Directions: I would like every entry below written out exactly.

Data section:
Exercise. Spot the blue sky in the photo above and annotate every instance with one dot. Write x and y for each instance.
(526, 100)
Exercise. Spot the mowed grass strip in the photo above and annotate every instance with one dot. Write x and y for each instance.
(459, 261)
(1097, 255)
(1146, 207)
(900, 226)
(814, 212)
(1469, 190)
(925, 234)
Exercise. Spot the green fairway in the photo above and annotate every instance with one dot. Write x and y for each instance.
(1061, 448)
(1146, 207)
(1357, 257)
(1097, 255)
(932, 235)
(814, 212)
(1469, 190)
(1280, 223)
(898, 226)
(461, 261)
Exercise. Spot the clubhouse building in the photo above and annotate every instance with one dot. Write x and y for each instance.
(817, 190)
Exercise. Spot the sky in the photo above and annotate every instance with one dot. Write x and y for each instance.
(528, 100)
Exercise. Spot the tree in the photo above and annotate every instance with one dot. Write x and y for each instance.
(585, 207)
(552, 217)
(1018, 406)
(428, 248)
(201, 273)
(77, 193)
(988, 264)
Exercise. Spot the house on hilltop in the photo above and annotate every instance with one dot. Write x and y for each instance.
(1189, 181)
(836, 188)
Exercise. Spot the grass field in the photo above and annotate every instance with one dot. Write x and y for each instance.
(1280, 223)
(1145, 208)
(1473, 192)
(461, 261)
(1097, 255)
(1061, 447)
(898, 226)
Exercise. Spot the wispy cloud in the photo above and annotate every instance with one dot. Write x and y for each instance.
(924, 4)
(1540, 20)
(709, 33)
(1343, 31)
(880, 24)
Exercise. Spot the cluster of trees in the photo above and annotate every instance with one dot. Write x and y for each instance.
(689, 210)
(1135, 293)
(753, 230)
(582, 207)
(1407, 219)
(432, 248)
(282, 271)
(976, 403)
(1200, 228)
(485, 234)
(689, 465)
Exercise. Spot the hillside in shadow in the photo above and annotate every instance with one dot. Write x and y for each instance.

Result of this task:
Exercise. Spot the blue sky in the photo above and annotate every instance with one dot. Write x and y for each instance.
(526, 100)
Exercise. Spot the mowed grass strip in the photo above and annotate every instance with one dot. Write x and y for each instance.
(459, 261)
(1097, 255)
(1146, 207)
(900, 226)
(814, 212)
(1469, 190)
(925, 234)
Exercise. Spot the green fairway in the photo above and annotate every instance with one dot. Write x and y for each instance.
(1061, 448)
(1146, 207)
(1357, 257)
(1097, 255)
(932, 235)
(814, 212)
(1469, 190)
(1280, 223)
(898, 226)
(461, 261)
Exercise. Spot the clubhouse building in the photo above and annotate every instance with one dot. Write x and y for each instance.
(817, 190)
Exercise. Spot the sky in the photo above and annotate every instance with one dot. Write x and y for each instance.
(528, 100)
Exercise. Spot the tree in the photo above and annotate every instance with one dot. Write x and y for each instance.
(585, 207)
(552, 217)
(1018, 406)
(428, 248)
(201, 273)
(77, 193)
(988, 264)
Exercise. Spot the house on hilltop in the photo above and annotate every instance with one dot. Write x and y for each instance.
(1189, 181)
(836, 188)
Exercise. Spot the grass field in the photo above and annotate every instance with one dot. Write x and y for each instance.
(1280, 223)
(1145, 208)
(1473, 192)
(461, 261)
(1097, 255)
(1061, 447)
(898, 226)
Exercise. Spot the wispy cloud in the photo above and annotate every instance with one dot. Write x and y for each instance.
(924, 4)
(1540, 20)
(709, 33)
(1343, 31)
(880, 24)
Exercise. Spot the cluster of trees in the photo above and annotate every instance with one dot. Write x and y for each instance.
(689, 210)
(1135, 293)
(753, 230)
(582, 207)
(1407, 219)
(432, 248)
(282, 271)
(976, 403)
(1200, 228)
(485, 234)
(689, 465)
Exercise. Spot the hillside in shadow in the photo above and annotate every instance with one dot. Write x and y for each instance.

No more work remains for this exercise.